Problem —
From the records below, copy each line that has the word "grassy" in it.

Study material —
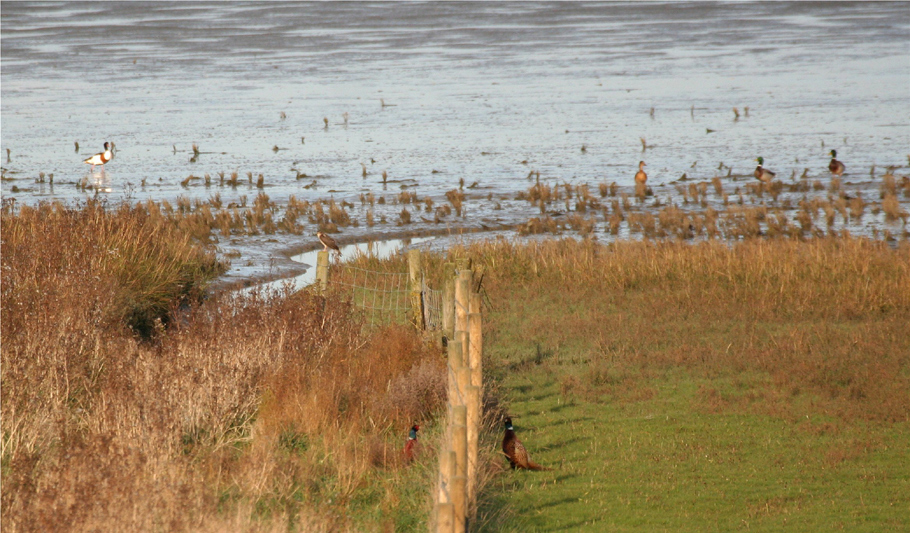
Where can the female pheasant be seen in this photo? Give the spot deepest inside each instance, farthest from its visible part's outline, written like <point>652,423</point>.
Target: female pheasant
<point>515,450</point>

...

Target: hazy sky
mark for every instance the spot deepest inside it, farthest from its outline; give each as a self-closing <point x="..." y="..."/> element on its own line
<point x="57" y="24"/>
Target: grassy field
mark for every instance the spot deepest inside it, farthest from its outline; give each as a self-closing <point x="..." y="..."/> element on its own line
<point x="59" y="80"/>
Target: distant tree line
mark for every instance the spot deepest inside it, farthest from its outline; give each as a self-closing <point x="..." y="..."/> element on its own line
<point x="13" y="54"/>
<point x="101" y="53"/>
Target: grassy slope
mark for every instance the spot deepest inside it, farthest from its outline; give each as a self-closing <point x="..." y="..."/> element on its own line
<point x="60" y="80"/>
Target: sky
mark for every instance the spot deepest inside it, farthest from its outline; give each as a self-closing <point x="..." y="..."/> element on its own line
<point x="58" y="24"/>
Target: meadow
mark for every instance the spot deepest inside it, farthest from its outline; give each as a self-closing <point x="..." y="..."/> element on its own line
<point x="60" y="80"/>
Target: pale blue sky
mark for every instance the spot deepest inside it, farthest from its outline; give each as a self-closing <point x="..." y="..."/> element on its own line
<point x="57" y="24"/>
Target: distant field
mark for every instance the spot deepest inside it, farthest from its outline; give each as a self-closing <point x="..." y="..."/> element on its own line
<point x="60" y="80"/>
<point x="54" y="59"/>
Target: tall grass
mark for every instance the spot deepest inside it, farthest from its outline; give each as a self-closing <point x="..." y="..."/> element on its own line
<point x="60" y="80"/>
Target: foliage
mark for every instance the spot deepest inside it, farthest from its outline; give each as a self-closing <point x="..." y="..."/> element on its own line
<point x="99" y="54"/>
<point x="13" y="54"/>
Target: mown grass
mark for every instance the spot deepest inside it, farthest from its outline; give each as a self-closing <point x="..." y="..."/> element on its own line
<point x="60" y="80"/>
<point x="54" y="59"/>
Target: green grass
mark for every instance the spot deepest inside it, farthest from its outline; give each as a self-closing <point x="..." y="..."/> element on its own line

--

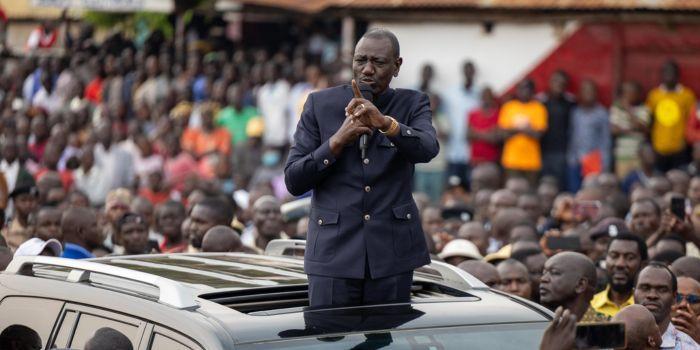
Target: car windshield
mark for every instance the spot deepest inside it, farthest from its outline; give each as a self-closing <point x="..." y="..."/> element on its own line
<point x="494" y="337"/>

Exercise output —
Target: grassy field
Target: grassy slope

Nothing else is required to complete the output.